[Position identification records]
========

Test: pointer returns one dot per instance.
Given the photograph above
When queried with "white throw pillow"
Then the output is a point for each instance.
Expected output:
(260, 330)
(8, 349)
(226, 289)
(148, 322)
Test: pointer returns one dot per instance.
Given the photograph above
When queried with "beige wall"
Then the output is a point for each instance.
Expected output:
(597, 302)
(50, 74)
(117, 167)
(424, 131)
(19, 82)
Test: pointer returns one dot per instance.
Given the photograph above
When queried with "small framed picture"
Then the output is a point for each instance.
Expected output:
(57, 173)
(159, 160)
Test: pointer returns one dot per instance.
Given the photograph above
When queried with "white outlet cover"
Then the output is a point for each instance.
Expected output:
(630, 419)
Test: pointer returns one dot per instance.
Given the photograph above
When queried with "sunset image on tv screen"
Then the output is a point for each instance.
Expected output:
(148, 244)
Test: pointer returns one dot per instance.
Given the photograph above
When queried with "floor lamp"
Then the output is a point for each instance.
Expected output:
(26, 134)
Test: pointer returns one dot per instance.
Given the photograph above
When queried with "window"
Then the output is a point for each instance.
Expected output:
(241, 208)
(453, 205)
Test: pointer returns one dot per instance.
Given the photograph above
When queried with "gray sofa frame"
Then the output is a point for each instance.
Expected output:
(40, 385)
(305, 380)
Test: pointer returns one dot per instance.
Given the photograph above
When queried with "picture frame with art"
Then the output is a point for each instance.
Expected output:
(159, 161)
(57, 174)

========

> _What you will do_: Please write out every item above word for word, line by line.

> _Solution to this problem_:
Test: pointer returns one dot per instance.
Given the photograph above
When queried with "white throw pillow"
Then the output is a point for each instance.
Expected output:
(260, 330)
(8, 349)
(226, 289)
(148, 322)
Test: pointer returns one dot per instance.
Given the photograph above
When queried with "beige wall"
Then the output is a point for each instance.
Expected output:
(597, 302)
(50, 74)
(117, 167)
(424, 131)
(19, 82)
Test: pointer returns one dot per instance.
Given the photograph above
When queried with "small framed picture"
Then the output is a point for each instance.
Expected output:
(57, 173)
(159, 160)
Test: pointer returns one dot per instance.
Given the photograph above
When queried with "white outlet cover"
Then the output is a point for each instance.
Expected output:
(630, 419)
Test: pointer returns one dot per instance.
Given the photograph above
When queried with "sunset image on tv screen"
Then the output is a point for each instance.
Expected output:
(148, 244)
Test: pointer returns one dot per instance.
Given the photograph above
When queried with "floor lamp"
Then the output is a point for each instance.
Expected output:
(26, 134)
Test: pointer returns one dot per instance.
Given the photograph above
When queried with "window"
Then the output is a point for each instance.
Expected output:
(241, 208)
(453, 205)
Test: pointer returns one dot per instance.
Given the photograph above
When queried with "gray sofa frame"
Then the output is a point for each instance.
Expected output:
(40, 385)
(305, 380)
Test: pointer returns one dot per instance.
Given the photograph above
When queried with "picture frame with art"
Then the output is a point for each instance.
Expected output:
(159, 161)
(57, 174)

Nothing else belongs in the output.